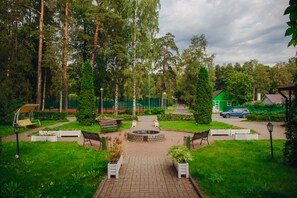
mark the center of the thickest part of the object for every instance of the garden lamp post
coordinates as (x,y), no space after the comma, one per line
(101,89)
(270,129)
(17,130)
(164,100)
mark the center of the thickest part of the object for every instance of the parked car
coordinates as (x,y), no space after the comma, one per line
(238,112)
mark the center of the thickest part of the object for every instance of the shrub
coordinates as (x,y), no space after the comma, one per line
(175,117)
(125,117)
(45,115)
(86,105)
(155,111)
(266,116)
(203,102)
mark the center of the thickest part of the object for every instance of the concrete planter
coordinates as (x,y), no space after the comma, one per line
(114,168)
(246,136)
(36,138)
(182,169)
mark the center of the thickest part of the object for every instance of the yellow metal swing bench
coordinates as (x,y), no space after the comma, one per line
(25,121)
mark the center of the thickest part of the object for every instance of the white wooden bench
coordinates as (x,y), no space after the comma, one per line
(246,136)
(219,132)
(240,131)
(69,133)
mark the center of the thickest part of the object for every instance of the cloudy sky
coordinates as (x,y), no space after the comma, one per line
(236,30)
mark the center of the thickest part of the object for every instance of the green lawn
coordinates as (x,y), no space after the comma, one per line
(243,169)
(50,170)
(94,128)
(191,126)
(8,130)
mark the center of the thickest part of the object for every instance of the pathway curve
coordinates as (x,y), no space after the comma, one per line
(147,171)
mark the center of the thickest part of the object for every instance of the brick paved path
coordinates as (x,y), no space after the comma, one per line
(147,171)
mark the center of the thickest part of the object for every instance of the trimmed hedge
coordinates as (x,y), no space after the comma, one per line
(154,111)
(265,116)
(125,117)
(45,115)
(174,117)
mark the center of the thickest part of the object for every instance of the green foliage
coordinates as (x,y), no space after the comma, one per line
(173,117)
(267,116)
(154,111)
(86,107)
(191,126)
(203,102)
(125,117)
(290,150)
(7,109)
(292,23)
(46,115)
(44,173)
(239,87)
(220,167)
(180,153)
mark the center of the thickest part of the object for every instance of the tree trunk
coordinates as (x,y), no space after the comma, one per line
(95,42)
(38,99)
(44,89)
(61,101)
(116,105)
(134,64)
(65,51)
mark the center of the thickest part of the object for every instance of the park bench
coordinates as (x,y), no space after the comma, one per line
(88,136)
(27,122)
(104,124)
(200,135)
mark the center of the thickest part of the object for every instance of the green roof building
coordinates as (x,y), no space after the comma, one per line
(220,99)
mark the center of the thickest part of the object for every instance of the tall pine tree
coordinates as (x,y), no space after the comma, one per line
(86,106)
(203,102)
(290,150)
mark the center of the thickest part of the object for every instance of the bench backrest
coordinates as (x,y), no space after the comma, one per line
(108,122)
(90,135)
(200,135)
(26,122)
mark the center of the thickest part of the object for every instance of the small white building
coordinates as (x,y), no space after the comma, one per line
(273,99)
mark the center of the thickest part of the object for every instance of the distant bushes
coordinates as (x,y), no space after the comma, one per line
(155,111)
(175,117)
(45,115)
(125,117)
(267,116)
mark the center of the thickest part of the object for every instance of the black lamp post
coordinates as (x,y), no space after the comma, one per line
(16,130)
(270,129)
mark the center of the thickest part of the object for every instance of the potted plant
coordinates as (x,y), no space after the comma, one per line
(180,156)
(115,158)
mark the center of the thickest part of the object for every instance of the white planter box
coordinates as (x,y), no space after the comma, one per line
(246,136)
(69,133)
(182,169)
(113,169)
(219,132)
(240,131)
(35,138)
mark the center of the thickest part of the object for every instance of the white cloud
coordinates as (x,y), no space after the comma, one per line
(236,30)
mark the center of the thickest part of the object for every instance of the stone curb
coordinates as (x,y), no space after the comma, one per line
(196,187)
(100,187)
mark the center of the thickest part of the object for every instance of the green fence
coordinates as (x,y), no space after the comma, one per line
(72,104)
(258,109)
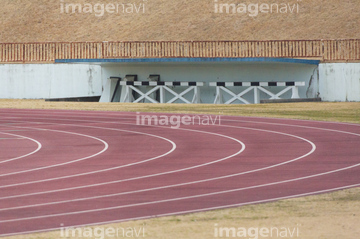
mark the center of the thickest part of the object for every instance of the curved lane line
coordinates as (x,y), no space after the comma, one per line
(169,172)
(26,155)
(61,164)
(190,211)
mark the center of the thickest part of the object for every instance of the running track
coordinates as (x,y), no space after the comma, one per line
(73,168)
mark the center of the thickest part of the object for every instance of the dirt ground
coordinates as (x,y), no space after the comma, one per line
(48,20)
(327,216)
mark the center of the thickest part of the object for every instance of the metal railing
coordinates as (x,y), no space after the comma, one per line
(47,52)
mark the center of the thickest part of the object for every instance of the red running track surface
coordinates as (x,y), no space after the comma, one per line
(74,168)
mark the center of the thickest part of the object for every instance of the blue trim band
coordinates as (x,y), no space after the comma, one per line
(150,60)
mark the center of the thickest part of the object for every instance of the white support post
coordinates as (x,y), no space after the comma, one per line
(295,92)
(256,95)
(196,98)
(218,97)
(145,95)
(162,94)
(128,98)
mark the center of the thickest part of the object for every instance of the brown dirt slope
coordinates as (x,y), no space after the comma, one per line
(42,20)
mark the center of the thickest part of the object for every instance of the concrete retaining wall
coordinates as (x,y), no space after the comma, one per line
(221,71)
(39,81)
(339,81)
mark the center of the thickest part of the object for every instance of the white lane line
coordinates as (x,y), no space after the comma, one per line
(104,170)
(170,200)
(169,172)
(39,146)
(117,114)
(106,146)
(164,187)
(189,211)
(313,148)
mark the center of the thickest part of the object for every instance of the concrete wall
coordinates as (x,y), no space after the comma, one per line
(38,81)
(330,81)
(340,81)
(221,71)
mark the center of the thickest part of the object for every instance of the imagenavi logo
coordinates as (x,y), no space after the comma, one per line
(254,9)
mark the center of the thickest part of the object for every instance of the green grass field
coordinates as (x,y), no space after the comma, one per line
(329,216)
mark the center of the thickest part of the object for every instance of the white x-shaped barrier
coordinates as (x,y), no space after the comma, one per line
(256,87)
(163,88)
(163,92)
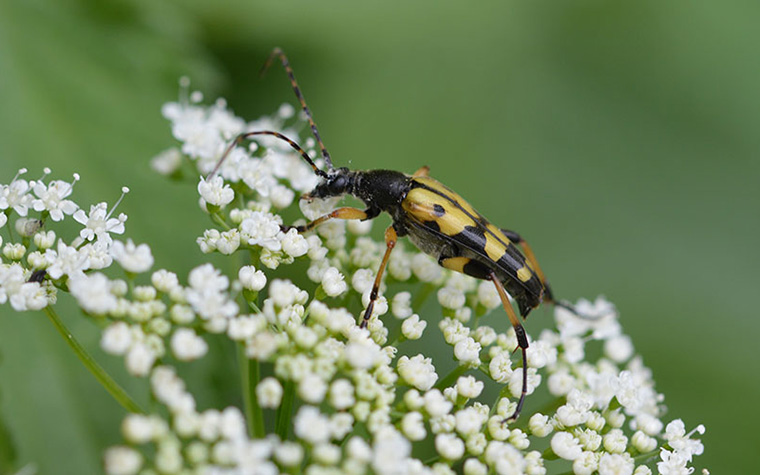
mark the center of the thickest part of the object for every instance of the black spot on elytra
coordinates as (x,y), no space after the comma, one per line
(433,226)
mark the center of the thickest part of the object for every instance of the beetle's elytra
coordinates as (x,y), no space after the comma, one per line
(437,220)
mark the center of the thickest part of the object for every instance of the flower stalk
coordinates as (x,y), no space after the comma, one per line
(105,379)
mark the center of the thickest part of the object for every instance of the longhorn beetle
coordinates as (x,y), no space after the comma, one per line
(437,220)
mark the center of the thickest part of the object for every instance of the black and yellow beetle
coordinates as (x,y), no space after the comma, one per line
(437,220)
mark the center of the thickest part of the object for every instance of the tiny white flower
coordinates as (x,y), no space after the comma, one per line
(251,278)
(228,242)
(615,441)
(449,446)
(132,258)
(616,464)
(619,348)
(27,227)
(122,460)
(362,280)
(14,251)
(586,464)
(342,394)
(540,425)
(311,425)
(52,198)
(413,426)
(16,196)
(66,260)
(565,446)
(413,327)
(187,346)
(473,466)
(43,239)
(418,371)
(470,420)
(164,281)
(261,229)
(215,192)
(294,244)
(99,223)
(467,351)
(436,404)
(333,283)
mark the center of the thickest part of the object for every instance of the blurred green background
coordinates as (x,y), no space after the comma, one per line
(622,139)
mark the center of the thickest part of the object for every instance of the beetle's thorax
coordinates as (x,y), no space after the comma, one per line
(382,189)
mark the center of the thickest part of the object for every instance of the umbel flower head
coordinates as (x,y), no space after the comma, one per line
(331,397)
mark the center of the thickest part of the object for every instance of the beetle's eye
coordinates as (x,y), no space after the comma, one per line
(338,185)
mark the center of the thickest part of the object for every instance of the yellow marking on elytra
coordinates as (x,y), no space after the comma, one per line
(420,204)
(456,263)
(494,248)
(524,274)
(441,188)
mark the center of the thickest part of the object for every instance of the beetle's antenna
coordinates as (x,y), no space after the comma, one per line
(277,52)
(239,139)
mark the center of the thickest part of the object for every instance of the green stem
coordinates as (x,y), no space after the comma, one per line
(449,379)
(285,412)
(250,376)
(89,362)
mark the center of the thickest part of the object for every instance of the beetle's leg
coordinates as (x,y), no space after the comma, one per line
(475,269)
(390,242)
(522,341)
(423,171)
(340,213)
(278,53)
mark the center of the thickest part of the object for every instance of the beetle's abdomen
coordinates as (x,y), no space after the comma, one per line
(447,215)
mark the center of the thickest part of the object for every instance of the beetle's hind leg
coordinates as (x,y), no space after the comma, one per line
(475,269)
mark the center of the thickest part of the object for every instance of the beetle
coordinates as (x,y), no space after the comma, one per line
(436,219)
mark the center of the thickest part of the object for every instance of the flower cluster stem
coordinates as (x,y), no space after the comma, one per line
(250,376)
(285,412)
(92,366)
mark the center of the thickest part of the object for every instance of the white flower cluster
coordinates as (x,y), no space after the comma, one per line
(343,399)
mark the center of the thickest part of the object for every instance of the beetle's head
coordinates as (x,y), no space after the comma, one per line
(336,182)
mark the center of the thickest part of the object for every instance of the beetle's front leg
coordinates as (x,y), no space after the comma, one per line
(391,237)
(340,213)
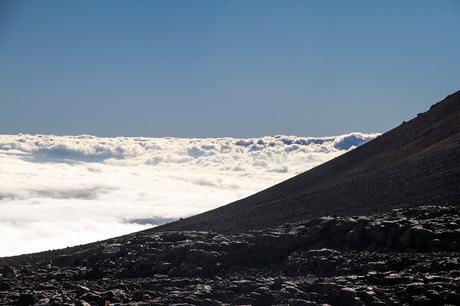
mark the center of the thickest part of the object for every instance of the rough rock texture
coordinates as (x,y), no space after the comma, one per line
(406,256)
(414,164)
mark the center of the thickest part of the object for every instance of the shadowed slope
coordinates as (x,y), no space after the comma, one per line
(413,164)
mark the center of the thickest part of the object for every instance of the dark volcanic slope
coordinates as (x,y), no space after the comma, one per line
(404,257)
(413,164)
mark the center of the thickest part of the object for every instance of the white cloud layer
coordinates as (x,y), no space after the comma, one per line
(58,191)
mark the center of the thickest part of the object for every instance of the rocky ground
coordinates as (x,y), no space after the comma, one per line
(407,256)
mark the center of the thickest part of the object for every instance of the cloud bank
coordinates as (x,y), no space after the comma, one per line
(58,191)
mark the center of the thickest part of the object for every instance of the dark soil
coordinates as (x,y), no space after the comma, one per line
(417,163)
(406,256)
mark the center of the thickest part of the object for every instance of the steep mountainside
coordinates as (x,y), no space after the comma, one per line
(416,163)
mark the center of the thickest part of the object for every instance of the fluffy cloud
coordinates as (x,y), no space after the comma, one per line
(57,191)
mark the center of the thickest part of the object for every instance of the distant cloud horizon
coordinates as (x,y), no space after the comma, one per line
(58,191)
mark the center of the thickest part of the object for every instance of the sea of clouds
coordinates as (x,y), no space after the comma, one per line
(58,191)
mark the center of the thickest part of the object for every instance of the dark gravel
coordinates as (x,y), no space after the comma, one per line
(407,256)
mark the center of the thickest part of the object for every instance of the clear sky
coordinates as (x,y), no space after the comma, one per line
(223,68)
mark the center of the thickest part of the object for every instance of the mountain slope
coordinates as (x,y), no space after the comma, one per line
(414,164)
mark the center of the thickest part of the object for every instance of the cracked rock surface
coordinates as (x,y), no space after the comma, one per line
(406,256)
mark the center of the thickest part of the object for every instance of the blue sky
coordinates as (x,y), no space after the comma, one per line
(223,68)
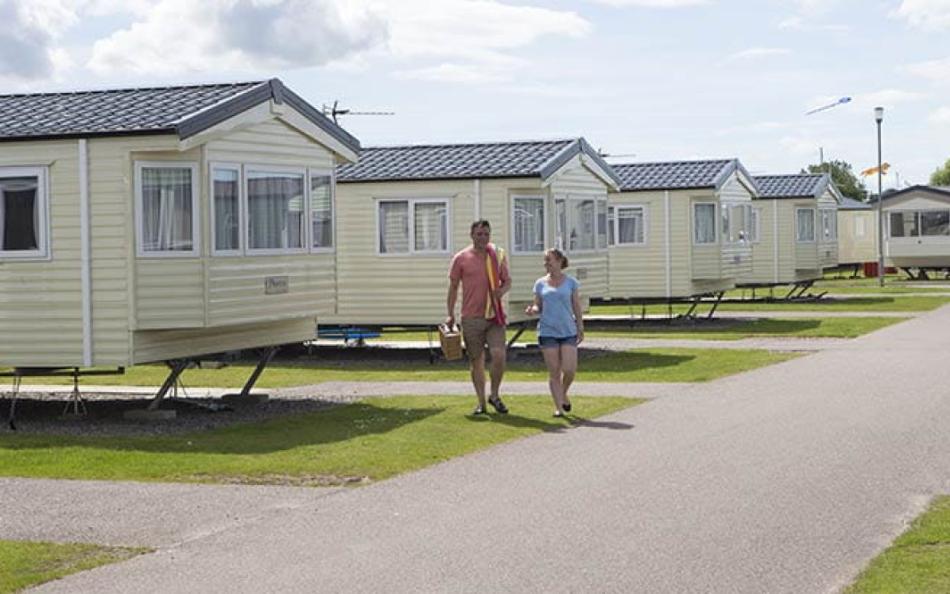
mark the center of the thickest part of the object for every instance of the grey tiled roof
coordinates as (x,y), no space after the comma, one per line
(852,204)
(466,161)
(670,175)
(794,185)
(182,110)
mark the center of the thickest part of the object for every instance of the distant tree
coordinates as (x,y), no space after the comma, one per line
(843,176)
(941,176)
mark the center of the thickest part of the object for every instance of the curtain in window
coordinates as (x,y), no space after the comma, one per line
(19,214)
(601,223)
(583,225)
(321,211)
(935,222)
(227,219)
(611,218)
(560,221)
(431,226)
(805,224)
(529,224)
(393,227)
(629,225)
(275,210)
(167,209)
(704,217)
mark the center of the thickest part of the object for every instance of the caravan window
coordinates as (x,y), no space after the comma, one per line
(321,211)
(805,224)
(904,224)
(528,223)
(166,214)
(704,223)
(630,225)
(424,222)
(23,212)
(275,211)
(829,224)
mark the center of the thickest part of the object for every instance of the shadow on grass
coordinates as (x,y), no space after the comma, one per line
(336,424)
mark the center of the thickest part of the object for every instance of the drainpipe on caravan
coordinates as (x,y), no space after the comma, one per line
(85,239)
(775,243)
(477,191)
(668,245)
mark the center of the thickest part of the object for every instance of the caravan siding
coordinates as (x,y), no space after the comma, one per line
(589,267)
(400,288)
(40,300)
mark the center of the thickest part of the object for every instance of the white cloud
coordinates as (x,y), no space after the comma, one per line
(653,3)
(758,52)
(940,115)
(237,35)
(929,15)
(936,70)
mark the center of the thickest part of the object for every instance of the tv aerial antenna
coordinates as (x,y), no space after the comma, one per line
(335,110)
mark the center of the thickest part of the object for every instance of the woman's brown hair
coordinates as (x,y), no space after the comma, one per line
(559,255)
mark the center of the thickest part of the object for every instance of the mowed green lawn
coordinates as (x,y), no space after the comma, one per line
(918,561)
(909,303)
(349,444)
(25,564)
(653,365)
(719,329)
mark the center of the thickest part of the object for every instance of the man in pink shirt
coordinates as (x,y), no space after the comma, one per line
(480,326)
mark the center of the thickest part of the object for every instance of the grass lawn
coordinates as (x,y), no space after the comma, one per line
(25,564)
(722,329)
(859,304)
(653,365)
(918,561)
(366,441)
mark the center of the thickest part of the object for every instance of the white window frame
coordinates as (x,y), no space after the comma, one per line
(755,224)
(261,168)
(716,222)
(242,209)
(319,172)
(616,224)
(195,204)
(42,205)
(411,202)
(544,216)
(568,199)
(814,224)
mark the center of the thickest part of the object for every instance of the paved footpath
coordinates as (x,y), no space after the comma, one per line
(784,479)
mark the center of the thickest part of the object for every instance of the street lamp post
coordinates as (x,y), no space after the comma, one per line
(879,117)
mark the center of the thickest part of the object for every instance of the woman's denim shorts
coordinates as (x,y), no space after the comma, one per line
(551,341)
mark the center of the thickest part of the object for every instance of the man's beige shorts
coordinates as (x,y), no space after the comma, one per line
(477,332)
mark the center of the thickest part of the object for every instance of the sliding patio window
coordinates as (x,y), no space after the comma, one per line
(23,208)
(704,223)
(805,225)
(275,211)
(321,212)
(528,223)
(904,223)
(226,214)
(166,213)
(413,226)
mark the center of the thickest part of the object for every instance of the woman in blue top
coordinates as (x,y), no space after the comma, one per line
(561,327)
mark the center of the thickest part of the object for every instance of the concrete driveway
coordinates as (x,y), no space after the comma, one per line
════════
**REQUIREMENT**
Only the lines from the one containing "the paved footpath" to the end of the data should be printed, exactly as they stand.

**OUTPUT FOR THIS TASK**
mark the center of the thickest part of the object for every instance of the paved footpath
coordinates as (x,y), no space after the comma, one per line
(784,479)
mark the center of the thickest part of the object for every instance of the street lamp post
coordinates as (x,y), no space after the comma, one per line
(879,117)
mark the center of the thickest part of the object for every instance of the woman's denim shorts
coordinates as (x,y), no space after the comma, one per line
(551,341)
mark the center of the thickest part of the object for every instance of the man's beige shorts
coordinates as (x,y), no space after the comma, one per line
(477,332)
mark the center of the thickest part of the object for every instance of the sliding patio window
coordinates as (x,y), no space after the comma, one per line
(23,208)
(704,223)
(805,225)
(275,211)
(321,212)
(528,223)
(904,223)
(226,214)
(166,213)
(413,226)
mark the center of the thickest part of the object for every instance of the woman in blue top
coordinates as (x,y), no space after the comma, one per line
(561,327)
mark the center of the thickest part of the object for every instance of the concrete driveway
coordinates as (x,y), no space after the comma, one per line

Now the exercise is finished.